_WORK TO DO_
Could you write out the lines below again, substituting "whole-number pixel coordinates" for every "integer pixel values", changing nothing else and leaving the pictures out?

_DATASET EXTRACT_
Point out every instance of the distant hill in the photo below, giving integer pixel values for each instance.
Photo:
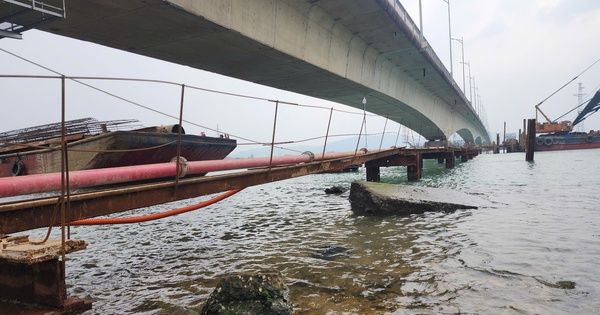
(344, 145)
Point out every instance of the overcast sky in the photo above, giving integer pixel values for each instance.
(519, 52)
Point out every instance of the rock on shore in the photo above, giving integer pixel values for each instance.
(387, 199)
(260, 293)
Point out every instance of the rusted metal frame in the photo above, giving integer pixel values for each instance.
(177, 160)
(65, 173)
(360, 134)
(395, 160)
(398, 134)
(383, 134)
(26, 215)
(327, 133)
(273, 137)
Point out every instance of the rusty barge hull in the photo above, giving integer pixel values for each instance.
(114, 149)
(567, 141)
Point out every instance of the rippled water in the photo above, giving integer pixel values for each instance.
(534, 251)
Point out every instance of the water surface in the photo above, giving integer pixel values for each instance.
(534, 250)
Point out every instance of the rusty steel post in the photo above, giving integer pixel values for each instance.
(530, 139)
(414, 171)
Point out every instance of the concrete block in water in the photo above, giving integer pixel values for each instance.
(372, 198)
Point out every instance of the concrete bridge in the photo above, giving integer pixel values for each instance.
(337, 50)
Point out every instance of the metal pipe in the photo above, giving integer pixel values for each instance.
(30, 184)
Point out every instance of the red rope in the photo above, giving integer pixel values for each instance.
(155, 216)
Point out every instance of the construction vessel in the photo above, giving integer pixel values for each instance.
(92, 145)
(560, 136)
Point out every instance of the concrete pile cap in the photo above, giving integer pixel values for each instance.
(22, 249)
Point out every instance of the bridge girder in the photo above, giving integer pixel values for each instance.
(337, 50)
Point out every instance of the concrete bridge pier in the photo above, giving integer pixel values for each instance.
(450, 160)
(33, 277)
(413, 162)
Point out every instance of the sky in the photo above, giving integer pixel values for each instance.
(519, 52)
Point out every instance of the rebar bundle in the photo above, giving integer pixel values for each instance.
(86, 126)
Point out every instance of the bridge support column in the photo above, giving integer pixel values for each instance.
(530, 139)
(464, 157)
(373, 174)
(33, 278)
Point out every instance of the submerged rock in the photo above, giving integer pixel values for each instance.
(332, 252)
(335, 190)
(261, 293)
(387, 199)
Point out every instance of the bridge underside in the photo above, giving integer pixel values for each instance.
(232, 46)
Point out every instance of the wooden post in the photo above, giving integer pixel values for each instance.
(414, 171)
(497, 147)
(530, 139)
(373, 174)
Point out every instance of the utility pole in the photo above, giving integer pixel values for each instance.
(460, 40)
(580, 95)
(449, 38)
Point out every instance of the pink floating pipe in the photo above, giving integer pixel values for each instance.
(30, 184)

_WORKED SOLUTION_
Point out every instance of the distant hill in the photo below, giving whole-number pixel coordinates for each instance.
Photo:
(344, 145)
Point out every instance of the overcast sky in the photo above, giving whole-number pixel coordinates for each instance.
(519, 52)
Point out every instance of the rock on shore in the photo above, giving whole-number pixel coordinates for each instance.
(387, 199)
(260, 293)
Point out every instance of the rusted metal frame in the photo above, giving whole-number pixel coordinates for each instance.
(177, 160)
(65, 173)
(360, 134)
(395, 160)
(398, 134)
(383, 134)
(26, 215)
(327, 133)
(273, 137)
Point out every instance of the rusty barge hull in the photo above, giving whole-number pixel coordinates for each instance.
(114, 149)
(567, 141)
Point out every instance of the rippled water in the photo above, giving whole-number pixel coordinates for each instance.
(534, 251)
Point out every instance of the water surface in the photo above, giving whole-number pixel coordinates for each instance.
(534, 250)
Point out every instance of the rusty steel post in the photo above, giving whole-number pixel coordinates for each instance.
(530, 139)
(414, 171)
Point out every instance of the concrete block in water in the photo above, giving whole-number pixel coordinates for each instance.
(372, 198)
Point out every instance of the concrete bridge in the photo above, giving whole-number pixel coordinates for each instance.
(337, 50)
Point out every instance of the metal pipe in the photo above, giving whole-number pixel coordinates for each instance.
(30, 184)
Point out every instance of the red rope in the photo above, giving whole-number pixel coordinates for each instance.
(155, 216)
Point out every instance of the construction vessel in the photo above, giving whole-number pixel coordinates for each instance.
(92, 145)
(560, 136)
Point out every instance of the concrete pile cap in the photo above, giving whole-number pixel coordinates for each instance.
(22, 249)
Point out every instance of the bridge girder in the photo above, giving whole-number pixel coordinates for each instance.
(337, 50)
Point out every instance of the concrete bridge pier in the photo above, giving whole-number pixel coordinates for each instance.
(450, 160)
(33, 277)
(413, 162)
Point out every instance of the sky in the photo above, giving whole-number pixel coordinates for each instance.
(519, 52)
Point out every instance of the rebar bundle in the photo above, giving whole-number pixel coordinates for each instance.
(86, 126)
Point out every instance of the bridge support column in the photo above, giving whole-number pixel coordinates for each instance.
(530, 139)
(464, 157)
(373, 174)
(33, 278)
Point out every instance of the submerged rock in the photo above, giving whole-number pixel coordinates for each instance.
(332, 252)
(335, 190)
(261, 293)
(387, 199)
Point out every instance of the bridge underside in the photo above, giving whole-number pixel coordinates for each instance.
(232, 46)
Point out every instance of the wooden post in the photo above, giving whole-number pixel coordinates for each instance.
(414, 171)
(497, 147)
(530, 139)
(373, 174)
Point out every instance of the utility pole in the photo above, giving whole-number pixel coordinates for each instance.
(460, 40)
(580, 95)
(449, 38)
Point out every instance of the pink floating pipe in the photo above, giving whole-number pixel coordinates for each instance.
(30, 184)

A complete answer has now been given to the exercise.